> [About this exercise]:
What follows is a set of records. Copy them exactly and leave out the images.

[Spatial localization data]
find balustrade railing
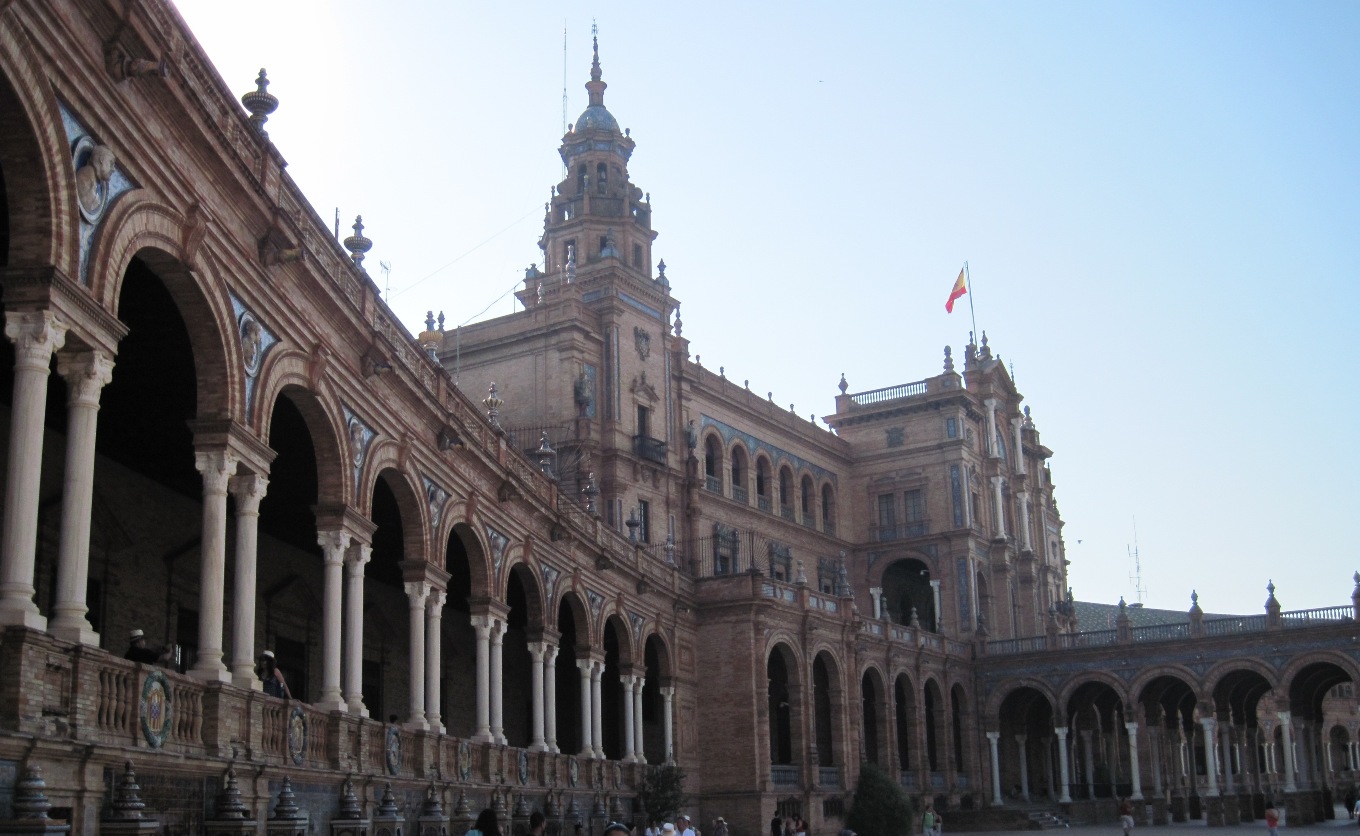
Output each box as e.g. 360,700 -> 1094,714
1130,623 -> 1189,643
1204,615 -> 1266,636
771,764 -> 799,786
705,475 -> 722,494
850,379 -> 929,406
1281,605 -> 1353,626
899,770 -> 917,789
632,435 -> 667,464
758,496 -> 772,512
732,485 -> 749,504
818,766 -> 841,787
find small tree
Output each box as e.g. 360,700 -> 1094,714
846,763 -> 914,836
637,764 -> 690,824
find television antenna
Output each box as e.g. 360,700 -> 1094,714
1128,516 -> 1148,604
379,261 -> 392,303
561,22 -> 568,177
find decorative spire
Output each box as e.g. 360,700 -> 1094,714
108,762 -> 148,820
343,216 -> 372,270
943,345 -> 954,373
272,777 -> 302,820
241,69 -> 278,137
13,765 -> 52,820
838,373 -> 848,395
586,25 -> 607,107
420,783 -> 445,818
483,383 -> 504,432
376,783 -> 400,817
214,764 -> 249,820
336,775 -> 362,820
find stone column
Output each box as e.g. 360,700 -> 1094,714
622,674 -> 637,763
545,643 -> 559,753
316,531 -> 349,711
1278,711 -> 1297,792
661,685 -> 676,763
1012,416 -> 1025,473
577,658 -> 594,757
227,474 -> 267,689
425,589 -> 445,732
1016,734 -> 1031,801
191,449 -> 237,682
1221,723 -> 1235,794
991,476 -> 1007,538
1081,730 -> 1096,799
1200,717 -> 1219,796
984,398 -> 999,458
49,349 -> 114,644
869,587 -> 883,619
1017,491 -> 1032,551
591,659 -> 605,758
1056,727 -> 1073,803
633,676 -> 646,762
929,579 -> 942,631
343,543 -> 370,715
471,616 -> 493,742
0,312 -> 65,630
1126,722 -> 1144,800
529,641 -> 547,752
490,619 -> 506,744
1150,728 -> 1164,795
405,581 -> 430,729
987,731 -> 1003,806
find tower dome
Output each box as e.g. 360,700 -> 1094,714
573,33 -> 618,135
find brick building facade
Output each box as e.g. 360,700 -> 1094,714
0,3 -> 1356,836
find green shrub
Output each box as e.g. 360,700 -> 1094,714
846,763 -> 915,836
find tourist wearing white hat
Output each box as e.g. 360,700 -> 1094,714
123,628 -> 170,665
678,815 -> 695,836
257,649 -> 291,698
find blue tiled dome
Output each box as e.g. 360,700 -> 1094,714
575,105 -> 618,133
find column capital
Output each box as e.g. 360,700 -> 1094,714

> [Result]:
find balustrade railing
Output each box as e.g. 360,700 -> 1094,714
1130,623 -> 1189,643
1204,615 -> 1266,636
771,764 -> 799,786
705,475 -> 722,494
850,379 -> 929,406
1281,605 -> 1353,626
899,770 -> 917,789
632,435 -> 667,464
758,496 -> 772,512
732,485 -> 749,504
818,766 -> 841,787
find small tree
Output each box as e.g. 360,700 -> 1094,714
846,763 -> 914,836
637,764 -> 690,824
find television antenna
Output each box as e.g. 360,700 -> 1094,714
1128,516 -> 1148,604
379,261 -> 392,303
561,22 -> 568,177
find decorative spire
Output each box as e.g. 360,700 -> 1094,714
108,762 -> 148,820
343,216 -> 372,270
943,345 -> 954,373
272,777 -> 302,820
241,69 -> 278,137
13,765 -> 52,820
838,373 -> 848,395
586,25 -> 607,107
420,783 -> 445,818
483,383 -> 504,432
376,783 -> 400,817
214,764 -> 249,820
336,775 -> 362,820
find stone column
Output each box as e.g. 360,700 -> 1094,714
622,674 -> 637,763
545,643 -> 559,753
316,531 -> 349,711
1278,711 -> 1297,792
661,685 -> 676,763
1012,416 -> 1025,473
577,658 -> 594,757
227,474 -> 267,689
425,589 -> 445,732
1016,734 -> 1031,801
191,449 -> 237,682
1221,723 -> 1235,794
991,476 -> 1007,538
1081,730 -> 1096,799
1200,717 -> 1219,796
984,398 -> 999,458
49,349 -> 114,644
869,587 -> 883,619
1017,491 -> 1032,551
591,659 -> 605,758
1056,727 -> 1073,803
633,676 -> 646,762
929,579 -> 942,631
343,543 -> 370,715
471,616 -> 493,742
0,312 -> 65,630
1126,722 -> 1144,800
529,641 -> 547,752
490,619 -> 506,744
1150,728 -> 1164,795
405,581 -> 430,729
987,731 -> 1003,806
find tower dome
Output each box as e.g. 360,700 -> 1094,714
573,33 -> 618,135
find brick building facade
Output each box as e.g. 360,700 -> 1094,714
0,3 -> 1356,836
find green shrub
Output each box as e.g. 360,700 -> 1094,714
846,763 -> 915,836
find tourist wearing white hat
Output each box as e.g. 360,700 -> 1094,714
123,628 -> 170,665
678,815 -> 695,836
257,649 -> 291,698
find blue tiled dome
Output each box as e.g. 360,700 -> 1094,714
575,105 -> 618,133
find column capital
Output each box as e.g. 360,700 -> 1094,714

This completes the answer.